* [Problem details] Copy out the lines of the items below exactly as they appear, from the line containing "Where can the rippled" down to the line containing "<point>223,246</point>", with both of those lines included.

* [Data for the task]
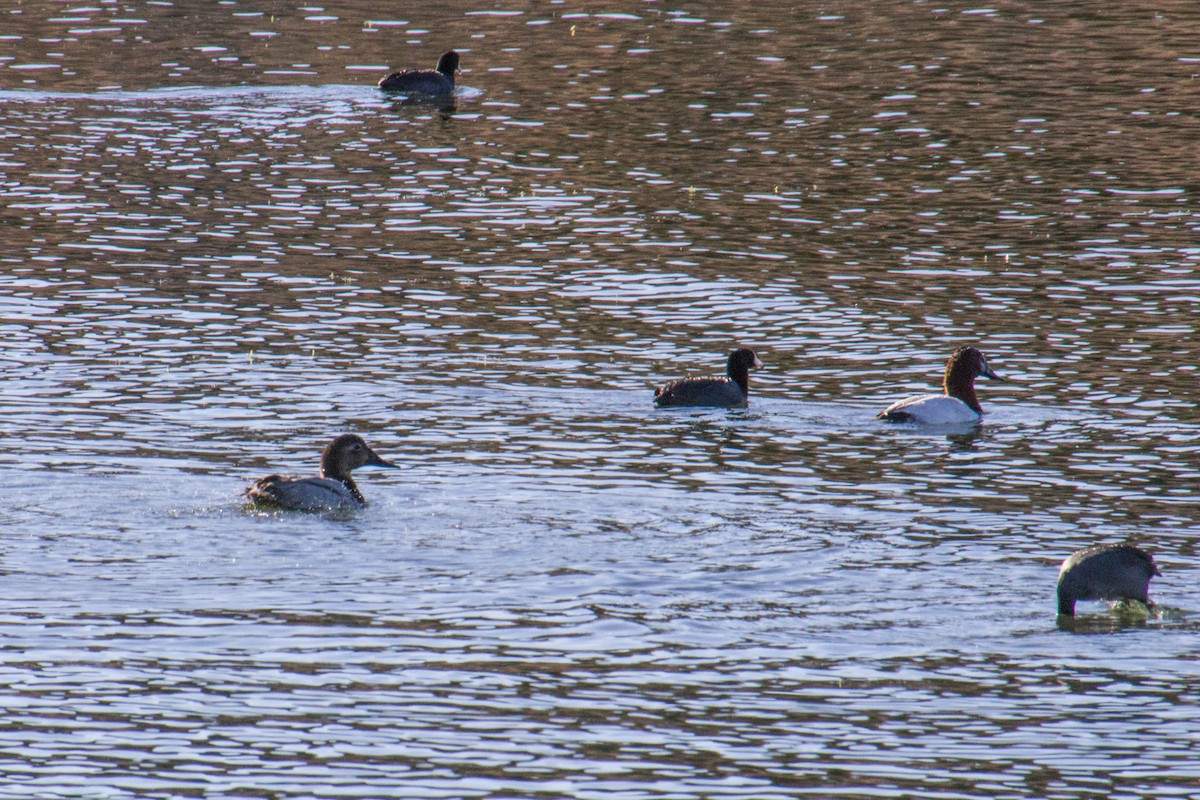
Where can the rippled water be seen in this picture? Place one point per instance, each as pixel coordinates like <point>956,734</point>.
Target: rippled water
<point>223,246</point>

* * *

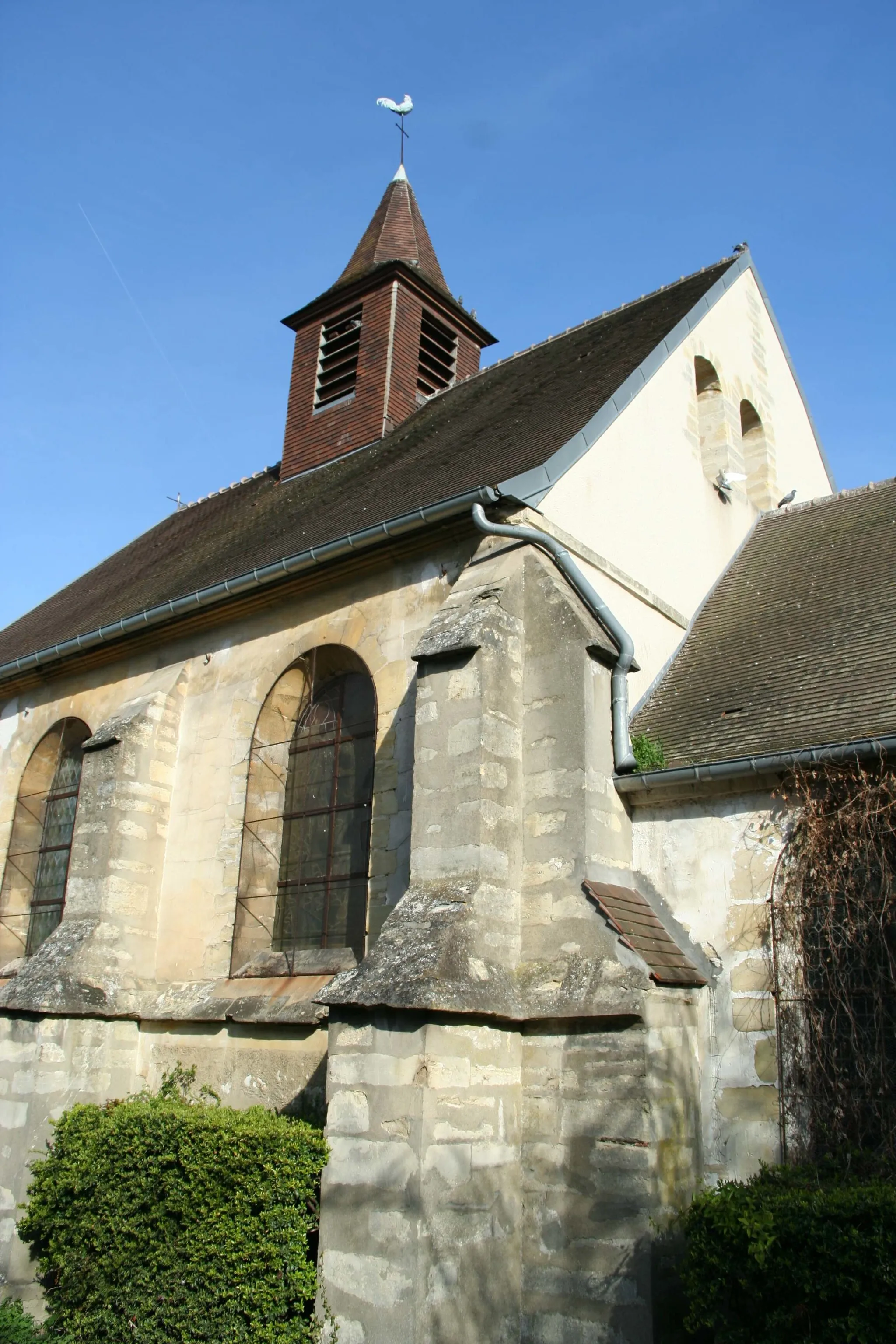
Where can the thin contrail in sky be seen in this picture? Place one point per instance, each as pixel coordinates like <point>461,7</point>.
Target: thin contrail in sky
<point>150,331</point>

* [Expected output]
Where can the rippled water be seen in this picture? Place one point per instance, each as pixel coordinates like <point>956,734</point>.
Target: rippled water
<point>223,246</point>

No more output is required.